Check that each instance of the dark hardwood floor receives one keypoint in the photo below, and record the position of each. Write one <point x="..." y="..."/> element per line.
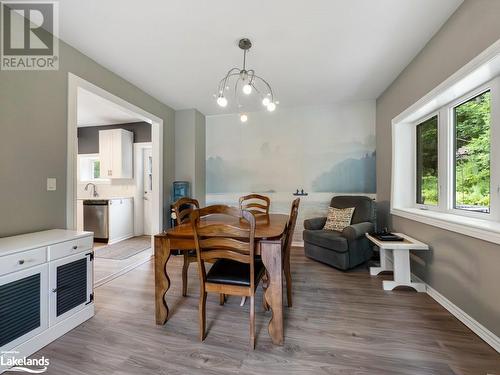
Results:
<point x="340" y="323"/>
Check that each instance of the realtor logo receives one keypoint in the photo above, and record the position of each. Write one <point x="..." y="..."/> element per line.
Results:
<point x="29" y="35"/>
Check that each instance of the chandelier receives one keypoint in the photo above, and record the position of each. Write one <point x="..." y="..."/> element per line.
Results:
<point x="248" y="81"/>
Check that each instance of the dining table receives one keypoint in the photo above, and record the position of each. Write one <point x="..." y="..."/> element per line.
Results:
<point x="269" y="232"/>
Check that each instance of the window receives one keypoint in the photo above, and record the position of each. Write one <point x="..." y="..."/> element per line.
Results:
<point x="427" y="162"/>
<point x="446" y="153"/>
<point x="472" y="154"/>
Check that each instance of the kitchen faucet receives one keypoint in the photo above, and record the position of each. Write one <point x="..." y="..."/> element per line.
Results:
<point x="94" y="191"/>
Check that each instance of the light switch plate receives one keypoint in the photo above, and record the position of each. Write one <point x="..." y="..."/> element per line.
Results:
<point x="51" y="184"/>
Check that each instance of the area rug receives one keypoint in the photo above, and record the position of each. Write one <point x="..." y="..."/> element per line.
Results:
<point x="124" y="249"/>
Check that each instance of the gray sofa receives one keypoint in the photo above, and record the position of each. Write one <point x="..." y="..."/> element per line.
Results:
<point x="346" y="249"/>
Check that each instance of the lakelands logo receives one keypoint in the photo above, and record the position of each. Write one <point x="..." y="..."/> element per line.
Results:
<point x="12" y="362"/>
<point x="29" y="35"/>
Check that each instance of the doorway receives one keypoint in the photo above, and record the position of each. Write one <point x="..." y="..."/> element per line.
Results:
<point x="133" y="200"/>
<point x="147" y="159"/>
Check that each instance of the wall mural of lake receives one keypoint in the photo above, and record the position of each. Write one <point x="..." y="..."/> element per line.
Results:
<point x="324" y="150"/>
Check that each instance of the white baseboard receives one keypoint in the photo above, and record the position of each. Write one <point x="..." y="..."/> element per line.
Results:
<point x="485" y="334"/>
<point x="123" y="271"/>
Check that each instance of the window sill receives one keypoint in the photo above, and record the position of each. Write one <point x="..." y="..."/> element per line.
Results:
<point x="485" y="230"/>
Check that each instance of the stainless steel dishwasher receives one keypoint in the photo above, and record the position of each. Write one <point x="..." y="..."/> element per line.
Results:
<point x="96" y="218"/>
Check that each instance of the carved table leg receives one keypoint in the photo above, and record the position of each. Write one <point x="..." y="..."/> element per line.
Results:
<point x="271" y="256"/>
<point x="162" y="281"/>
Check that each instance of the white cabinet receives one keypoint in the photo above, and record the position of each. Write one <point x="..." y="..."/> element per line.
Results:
<point x="79" y="215"/>
<point x="46" y="289"/>
<point x="115" y="153"/>
<point x="121" y="219"/>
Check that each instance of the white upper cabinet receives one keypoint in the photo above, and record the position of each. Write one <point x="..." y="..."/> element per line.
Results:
<point x="115" y="153"/>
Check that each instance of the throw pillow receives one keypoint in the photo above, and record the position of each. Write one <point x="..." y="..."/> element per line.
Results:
<point x="338" y="218"/>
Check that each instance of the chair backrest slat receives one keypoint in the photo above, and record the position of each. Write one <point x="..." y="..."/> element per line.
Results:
<point x="224" y="241"/>
<point x="255" y="203"/>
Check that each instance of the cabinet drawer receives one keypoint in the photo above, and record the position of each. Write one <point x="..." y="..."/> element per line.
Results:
<point x="64" y="249"/>
<point x="22" y="260"/>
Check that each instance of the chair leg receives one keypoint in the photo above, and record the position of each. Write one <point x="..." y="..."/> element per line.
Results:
<point x="288" y="277"/>
<point x="252" y="322"/>
<point x="202" y="314"/>
<point x="265" y="285"/>
<point x="185" y="268"/>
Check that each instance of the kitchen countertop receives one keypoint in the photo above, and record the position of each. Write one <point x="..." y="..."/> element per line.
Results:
<point x="23" y="242"/>
<point x="101" y="198"/>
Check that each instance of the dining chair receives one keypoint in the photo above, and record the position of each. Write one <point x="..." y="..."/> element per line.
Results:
<point x="182" y="209"/>
<point x="255" y="203"/>
<point x="235" y="271"/>
<point x="286" y="250"/>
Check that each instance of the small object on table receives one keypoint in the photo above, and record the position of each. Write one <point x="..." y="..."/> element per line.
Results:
<point x="401" y="261"/>
<point x="385" y="235"/>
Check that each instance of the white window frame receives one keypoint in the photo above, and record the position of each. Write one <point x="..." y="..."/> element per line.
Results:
<point x="491" y="86"/>
<point x="419" y="122"/>
<point x="479" y="75"/>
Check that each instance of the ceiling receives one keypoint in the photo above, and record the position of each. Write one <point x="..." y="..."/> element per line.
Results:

# What you need to do
Repeat all of these lines, swapping "keypoint" for "marker" wherever it occurs and changing nothing else. Leave the pictures out.

# Answer to this problem
Check that each instance of the dark hardwood floor receives one marker in the photo below, and record the position of each. Write one <point x="..." y="..."/> element per line.
Results:
<point x="340" y="323"/>
Check that each instance of the realtor logo receives one marker in the photo above, and record the position of each. Write one <point x="..." y="..."/> element per line.
Results:
<point x="29" y="35"/>
Check that each instance of the chandelier receives one marker in the photo above, and record the position of each. Write one <point x="..." y="..."/> element per line.
Results:
<point x="248" y="81"/>
Check that each instance of the dining table receives one marker in the photo above, and record the position of each. Write one <point x="..." y="..."/> element per line.
Results:
<point x="269" y="232"/>
Check that each instance of the window receives one marker in the photo above, and record the position of each. Write one <point x="..." y="..."/> element per line.
Results:
<point x="427" y="162"/>
<point x="446" y="153"/>
<point x="472" y="154"/>
Check that each instance of the kitchen faucet receives one marker in the photo above, and record the position of each. Write one <point x="..." y="..."/> element per line.
Results:
<point x="94" y="191"/>
Check that each instance of the light switch plate receives one marker in the photo above, and record the position of each. Write one <point x="..." y="..."/> element per line.
Results:
<point x="51" y="184"/>
Check that each instance of the area rug receives one marker in the photo above, and record the position of each. Write one <point x="..." y="..."/> element per line.
Results:
<point x="124" y="249"/>
Check that each instance of the gray sofa receives one marker in the photo above, and record the position of each. Write one <point x="..." y="..."/> element per line.
Results:
<point x="346" y="249"/>
Check that each instance of the lakelands logo receives one marker in the photo above, and record the position of each. Write one <point x="..." y="..."/> element per line.
Results:
<point x="12" y="362"/>
<point x="29" y="35"/>
Check that each instance of the doorway receives one marker in the photo above, and record the position of each. Write one <point x="..." y="..."/> element per line.
Results:
<point x="133" y="200"/>
<point x="147" y="159"/>
Check that each instance of the wall mural of lake receives one marker in the photo above, and record the position of each. Write one <point x="..." y="..."/> element per line.
Results:
<point x="324" y="150"/>
Check that each instance of the white baseboard receives one marker in the photo above, and record the position of each. Write one <point x="..." y="..."/> element per line.
Results:
<point x="485" y="334"/>
<point x="123" y="271"/>
Check that each instance of the window sill receives one marker in the photo above, and record the position of each. Write one <point x="..." y="..."/> element per line.
Results:
<point x="485" y="230"/>
Check that each instance of the stainless steel dishwasher receives one marker in the photo above, and record the position of each. Write one <point x="..." y="..."/> element per line.
Results:
<point x="96" y="218"/>
Check that each instance of the carved table leg receives one marker in the photo above, and record the position of each. Write one <point x="..." y="..."/> element per line.
Results:
<point x="271" y="256"/>
<point x="162" y="281"/>
Check that each instance of the white cabinet receives one marker in the photo above, and record the position of each. Write one <point x="..." y="..."/> element per line.
Results:
<point x="79" y="215"/>
<point x="46" y="289"/>
<point x="115" y="153"/>
<point x="121" y="219"/>
Check that each instance of the white upper cabinet receives one marker in the photo above, and record the position of each. Write one <point x="..." y="..."/> element per line.
Results:
<point x="115" y="153"/>
Check that each instance of the throw pillow receives one marker in the photo above, and record the position of each. Write one <point x="..." y="..."/> element per line.
Results:
<point x="338" y="218"/>
Check that each instance of the chair backrest slat receives one marker in the photo above, and record the position of each. Write one <point x="..." y="..."/> element per line.
Results:
<point x="224" y="241"/>
<point x="255" y="203"/>
Check that each instance of the cabinet drawer receives one marker in the photo above, and record the position of each. Write one <point x="..." y="..."/> element per line.
Results:
<point x="64" y="249"/>
<point x="22" y="260"/>
Check that each instance of the chair leg receives one marker in the photo above, and record the position of each. Write one <point x="..." y="..."/> element per line.
Results:
<point x="288" y="277"/>
<point x="252" y="322"/>
<point x="202" y="314"/>
<point x="265" y="285"/>
<point x="185" y="268"/>
Check that each instance of the kitchen countertop receives one marker in the photo above, and record the position of each. Write one <point x="..." y="..."/> element per line.
Results:
<point x="23" y="242"/>
<point x="101" y="198"/>
Check that each instance of the dining chair receives one marker in the photo above, and record the position of each. Write one <point x="..." y="..."/> element per line.
Results:
<point x="182" y="209"/>
<point x="255" y="203"/>
<point x="235" y="271"/>
<point x="286" y="250"/>
Check that each instance of the small object on table receives one marker in the photo above, and record the position of each. Write one <point x="..." y="..."/> element per line.
Results:
<point x="401" y="261"/>
<point x="385" y="235"/>
Check that each instance of the white window frame receives one marker in the photo above, and record the position of each. Write one <point x="..." y="..."/> element per line.
Results:
<point x="491" y="86"/>
<point x="419" y="122"/>
<point x="479" y="75"/>
Check that each instance of the ceiling receives one marker in the photo above, and record the position of each. Write one <point x="..." y="..."/> element per line.
Results:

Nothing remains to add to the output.